• [REQUIREMENT]
Any image found in the entries is to be skipped; the rest is returned word for word.

• [RECORDED INFORMATION]
Start of Block
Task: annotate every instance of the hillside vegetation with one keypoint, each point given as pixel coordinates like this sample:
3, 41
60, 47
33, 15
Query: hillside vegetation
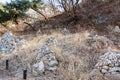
80, 43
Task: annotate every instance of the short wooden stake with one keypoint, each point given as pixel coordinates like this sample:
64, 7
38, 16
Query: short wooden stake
24, 74
7, 64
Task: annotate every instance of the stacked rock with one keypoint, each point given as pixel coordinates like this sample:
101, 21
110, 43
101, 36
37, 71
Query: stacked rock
65, 31
46, 60
8, 42
109, 63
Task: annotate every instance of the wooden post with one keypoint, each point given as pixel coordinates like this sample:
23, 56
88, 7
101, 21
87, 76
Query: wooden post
25, 74
7, 64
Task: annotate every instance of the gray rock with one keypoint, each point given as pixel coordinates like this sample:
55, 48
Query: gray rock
65, 31
117, 29
53, 63
38, 68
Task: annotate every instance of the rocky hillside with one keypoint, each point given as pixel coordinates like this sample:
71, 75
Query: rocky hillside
61, 56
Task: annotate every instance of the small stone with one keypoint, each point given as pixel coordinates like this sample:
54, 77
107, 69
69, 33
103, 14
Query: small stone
111, 65
114, 69
38, 68
53, 68
104, 71
105, 67
53, 63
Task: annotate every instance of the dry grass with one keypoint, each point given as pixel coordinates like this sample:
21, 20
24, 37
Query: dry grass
75, 59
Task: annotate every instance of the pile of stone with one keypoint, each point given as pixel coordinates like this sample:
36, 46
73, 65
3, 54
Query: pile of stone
46, 60
109, 63
65, 31
8, 42
98, 42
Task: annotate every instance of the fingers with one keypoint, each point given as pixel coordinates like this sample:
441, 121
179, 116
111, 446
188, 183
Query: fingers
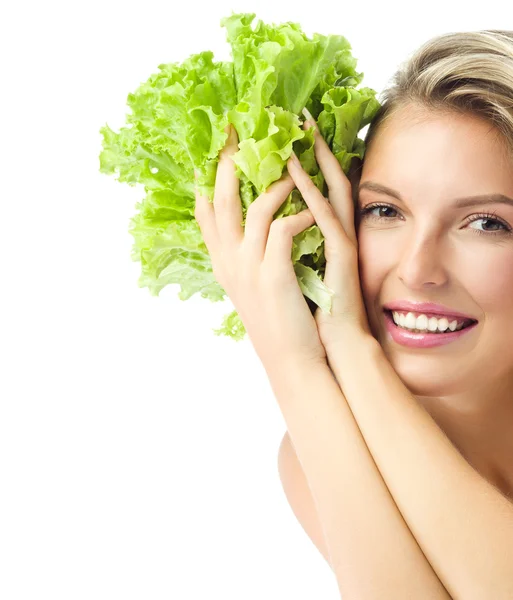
278, 251
260, 215
227, 202
322, 210
205, 217
339, 186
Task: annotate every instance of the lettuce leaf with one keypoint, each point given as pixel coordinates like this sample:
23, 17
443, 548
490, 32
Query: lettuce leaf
End of Block
• [WRITTEN ANSWER]
Task: annotate every instance of the hillside vegetation with one keypoint, each point given as pixel coordinates like this sample:
3, 41
60, 47
33, 15
Query: hillside vegetation
80, 43
Task: annotate every instance of the short wooden stake with one keypoint, each point given as pixel coordinates like this sample:
64, 7
38, 16
Query: short wooden stake
24, 74
7, 64
Task: annotate every instance of the stacked rock with one keypoint, each point given as pixel coordinates like this sample:
101, 21
110, 43
101, 36
37, 71
Query: stacked rock
65, 31
46, 60
8, 42
109, 63
Task: annotate every instance of the wooden post with one keypoint, each point given as pixel coordinates like this sample:
23, 56
88, 7
101, 21
87, 76
Query: wooden post
25, 74
7, 64
Task: annotate every instance of the gray rock with one keypoint, each point given as pixel coordinates like this sample:
55, 48
Query: gray rock
65, 31
117, 29
53, 63
38, 68
Task: annotate every instance of the rocky hillside with one keypoint, each point given as pixel coordinates like this sample:
71, 75
Query: rocky hillside
61, 56
Task: annotate every instance of the small stone with one keypoint, each point given as pixel coordinates like this sample:
54, 77
107, 69
69, 33
103, 14
Query: small stone
111, 65
114, 69
38, 68
53, 68
104, 71
105, 67
53, 63
Task: annotate every instance of the dry grass with one keypoint, each point given as pixel coordinates like this sample:
21, 20
24, 37
Query: dry grass
75, 59
Task: annotate every instance of the pile of stone with one keypoint, each point given as pixel coordinates like this sample:
36, 46
73, 65
3, 54
Query: pile of stone
46, 60
109, 63
65, 31
8, 42
98, 42
Task: annotate every instance of the fingers with one keypoint, each point given as pixel coordinates like this sample:
441, 121
179, 116
111, 446
188, 183
Query: fingers
278, 251
260, 215
227, 202
322, 210
205, 217
339, 186
Task: annotate every instance of the lettuce leaf with one keypoint, each point given as pixel coordinates like this sample:
23, 17
443, 548
490, 32
Query: lettuce leaf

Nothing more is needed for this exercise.